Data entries
┄┄┄┄┄┄┄┄┄┄
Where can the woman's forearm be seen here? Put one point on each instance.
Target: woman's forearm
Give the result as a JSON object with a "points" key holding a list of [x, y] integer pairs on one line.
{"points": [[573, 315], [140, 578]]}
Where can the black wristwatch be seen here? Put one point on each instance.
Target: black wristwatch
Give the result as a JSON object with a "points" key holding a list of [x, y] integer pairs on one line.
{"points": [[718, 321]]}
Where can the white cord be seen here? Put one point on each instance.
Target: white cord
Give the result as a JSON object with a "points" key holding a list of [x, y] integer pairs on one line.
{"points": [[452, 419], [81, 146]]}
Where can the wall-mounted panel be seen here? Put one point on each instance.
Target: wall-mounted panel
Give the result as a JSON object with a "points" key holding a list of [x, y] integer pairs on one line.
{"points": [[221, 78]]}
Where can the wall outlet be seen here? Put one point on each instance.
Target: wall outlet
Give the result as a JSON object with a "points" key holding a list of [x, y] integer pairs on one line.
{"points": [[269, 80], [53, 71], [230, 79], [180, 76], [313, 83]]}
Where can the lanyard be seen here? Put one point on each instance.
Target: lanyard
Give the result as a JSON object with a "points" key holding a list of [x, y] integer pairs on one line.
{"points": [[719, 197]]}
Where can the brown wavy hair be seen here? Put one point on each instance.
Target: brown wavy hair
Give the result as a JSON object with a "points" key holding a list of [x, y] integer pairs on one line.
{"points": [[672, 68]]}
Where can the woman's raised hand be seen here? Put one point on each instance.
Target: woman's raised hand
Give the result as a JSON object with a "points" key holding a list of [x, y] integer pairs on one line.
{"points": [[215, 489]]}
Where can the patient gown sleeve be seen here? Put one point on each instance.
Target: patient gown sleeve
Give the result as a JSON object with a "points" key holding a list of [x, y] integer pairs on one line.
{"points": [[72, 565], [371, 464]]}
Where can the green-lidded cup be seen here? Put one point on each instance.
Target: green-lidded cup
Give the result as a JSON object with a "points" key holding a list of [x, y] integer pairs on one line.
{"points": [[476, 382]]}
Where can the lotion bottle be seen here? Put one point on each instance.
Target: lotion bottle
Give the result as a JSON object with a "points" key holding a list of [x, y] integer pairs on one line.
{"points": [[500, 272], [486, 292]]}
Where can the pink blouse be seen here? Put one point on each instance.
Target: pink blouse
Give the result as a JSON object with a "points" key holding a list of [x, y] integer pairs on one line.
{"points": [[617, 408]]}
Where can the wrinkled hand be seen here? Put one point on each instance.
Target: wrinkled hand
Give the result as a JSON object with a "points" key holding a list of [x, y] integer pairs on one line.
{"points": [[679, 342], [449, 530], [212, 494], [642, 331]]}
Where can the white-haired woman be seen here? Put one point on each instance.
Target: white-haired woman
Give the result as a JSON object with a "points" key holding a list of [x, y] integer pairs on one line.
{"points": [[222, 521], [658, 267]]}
┄┄┄┄┄┄┄┄┄┄
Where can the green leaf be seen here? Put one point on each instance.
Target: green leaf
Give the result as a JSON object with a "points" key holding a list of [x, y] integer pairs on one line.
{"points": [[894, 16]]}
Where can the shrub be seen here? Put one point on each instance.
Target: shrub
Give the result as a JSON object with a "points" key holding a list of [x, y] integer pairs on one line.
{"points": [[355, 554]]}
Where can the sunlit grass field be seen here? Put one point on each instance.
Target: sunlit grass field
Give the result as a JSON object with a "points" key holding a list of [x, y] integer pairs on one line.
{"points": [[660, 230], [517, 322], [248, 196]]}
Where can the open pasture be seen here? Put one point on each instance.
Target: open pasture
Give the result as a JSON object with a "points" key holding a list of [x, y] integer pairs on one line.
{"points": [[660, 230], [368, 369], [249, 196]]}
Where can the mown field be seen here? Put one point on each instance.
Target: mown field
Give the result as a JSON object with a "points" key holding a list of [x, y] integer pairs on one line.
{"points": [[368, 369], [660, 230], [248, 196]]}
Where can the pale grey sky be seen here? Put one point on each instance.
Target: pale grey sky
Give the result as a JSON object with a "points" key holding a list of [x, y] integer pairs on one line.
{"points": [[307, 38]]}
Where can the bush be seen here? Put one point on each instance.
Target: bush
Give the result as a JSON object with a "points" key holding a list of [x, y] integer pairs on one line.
┄┄┄┄┄┄┄┄┄┄
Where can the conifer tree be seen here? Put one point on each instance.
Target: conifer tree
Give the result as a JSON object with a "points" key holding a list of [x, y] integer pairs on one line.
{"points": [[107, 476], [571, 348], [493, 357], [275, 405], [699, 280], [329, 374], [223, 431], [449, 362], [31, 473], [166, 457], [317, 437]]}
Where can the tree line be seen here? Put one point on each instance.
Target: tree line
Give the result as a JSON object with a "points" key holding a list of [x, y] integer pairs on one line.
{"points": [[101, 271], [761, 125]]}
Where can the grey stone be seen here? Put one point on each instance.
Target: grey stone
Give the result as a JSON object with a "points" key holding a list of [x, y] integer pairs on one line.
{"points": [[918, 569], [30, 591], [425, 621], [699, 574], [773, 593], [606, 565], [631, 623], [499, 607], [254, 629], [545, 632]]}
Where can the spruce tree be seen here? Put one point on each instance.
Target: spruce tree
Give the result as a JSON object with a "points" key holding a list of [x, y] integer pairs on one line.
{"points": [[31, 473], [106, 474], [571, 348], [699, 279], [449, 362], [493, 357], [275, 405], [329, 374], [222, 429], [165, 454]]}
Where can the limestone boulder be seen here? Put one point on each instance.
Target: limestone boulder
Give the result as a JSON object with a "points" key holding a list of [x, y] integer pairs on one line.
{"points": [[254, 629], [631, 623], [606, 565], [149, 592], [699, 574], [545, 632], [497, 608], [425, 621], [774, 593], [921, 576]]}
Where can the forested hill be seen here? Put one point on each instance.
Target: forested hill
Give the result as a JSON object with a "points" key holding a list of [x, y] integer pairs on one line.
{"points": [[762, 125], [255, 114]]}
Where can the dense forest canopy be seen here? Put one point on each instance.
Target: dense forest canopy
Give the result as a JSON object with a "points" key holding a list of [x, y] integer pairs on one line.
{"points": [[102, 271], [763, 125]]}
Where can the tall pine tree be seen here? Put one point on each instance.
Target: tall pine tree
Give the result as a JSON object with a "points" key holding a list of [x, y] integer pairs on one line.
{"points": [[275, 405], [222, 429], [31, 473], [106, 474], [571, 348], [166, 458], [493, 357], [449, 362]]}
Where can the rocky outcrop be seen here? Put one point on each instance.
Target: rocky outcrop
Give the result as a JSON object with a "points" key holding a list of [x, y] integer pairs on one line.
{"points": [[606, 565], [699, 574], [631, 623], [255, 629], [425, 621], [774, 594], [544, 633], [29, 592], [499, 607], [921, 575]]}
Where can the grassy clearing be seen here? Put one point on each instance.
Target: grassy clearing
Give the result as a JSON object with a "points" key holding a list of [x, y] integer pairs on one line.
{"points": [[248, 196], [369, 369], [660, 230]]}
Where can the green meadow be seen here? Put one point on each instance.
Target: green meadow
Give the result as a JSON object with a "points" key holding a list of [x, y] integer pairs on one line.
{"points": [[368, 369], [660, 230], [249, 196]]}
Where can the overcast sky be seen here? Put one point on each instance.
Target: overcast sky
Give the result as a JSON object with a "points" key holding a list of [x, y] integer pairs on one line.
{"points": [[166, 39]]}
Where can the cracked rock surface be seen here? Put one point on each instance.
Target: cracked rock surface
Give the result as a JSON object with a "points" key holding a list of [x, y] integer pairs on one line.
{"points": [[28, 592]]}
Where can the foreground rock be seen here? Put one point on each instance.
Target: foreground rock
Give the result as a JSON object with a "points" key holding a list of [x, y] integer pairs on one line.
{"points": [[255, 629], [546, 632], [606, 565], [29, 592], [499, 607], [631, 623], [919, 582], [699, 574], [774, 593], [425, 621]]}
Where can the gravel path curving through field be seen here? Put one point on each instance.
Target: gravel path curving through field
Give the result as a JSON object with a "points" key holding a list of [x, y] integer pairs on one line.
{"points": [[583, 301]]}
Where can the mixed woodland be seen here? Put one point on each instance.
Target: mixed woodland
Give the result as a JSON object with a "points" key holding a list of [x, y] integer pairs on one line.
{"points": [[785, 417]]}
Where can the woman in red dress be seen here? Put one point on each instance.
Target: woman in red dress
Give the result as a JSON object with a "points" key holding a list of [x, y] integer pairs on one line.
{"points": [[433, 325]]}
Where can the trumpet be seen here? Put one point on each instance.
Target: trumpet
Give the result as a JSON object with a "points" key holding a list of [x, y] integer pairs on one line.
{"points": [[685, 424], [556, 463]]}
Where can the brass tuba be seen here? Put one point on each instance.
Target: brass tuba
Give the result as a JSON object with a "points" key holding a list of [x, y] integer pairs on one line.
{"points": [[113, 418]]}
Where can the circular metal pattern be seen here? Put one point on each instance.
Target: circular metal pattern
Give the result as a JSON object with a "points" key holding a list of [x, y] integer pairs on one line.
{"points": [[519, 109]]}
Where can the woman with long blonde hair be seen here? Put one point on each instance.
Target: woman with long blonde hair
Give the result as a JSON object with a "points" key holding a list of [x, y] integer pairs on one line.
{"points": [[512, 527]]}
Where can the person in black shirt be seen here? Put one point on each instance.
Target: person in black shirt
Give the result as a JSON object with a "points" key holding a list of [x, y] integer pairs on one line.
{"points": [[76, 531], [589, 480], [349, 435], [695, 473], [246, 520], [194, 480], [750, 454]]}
┄┄┄┄┄┄┄┄┄┄
Please extract every line of the items above that contains the string "long", treating case as significant.

Where can the woman with long blonde hair be seen here? Put one point on each instance.
Target: woman with long blonde hair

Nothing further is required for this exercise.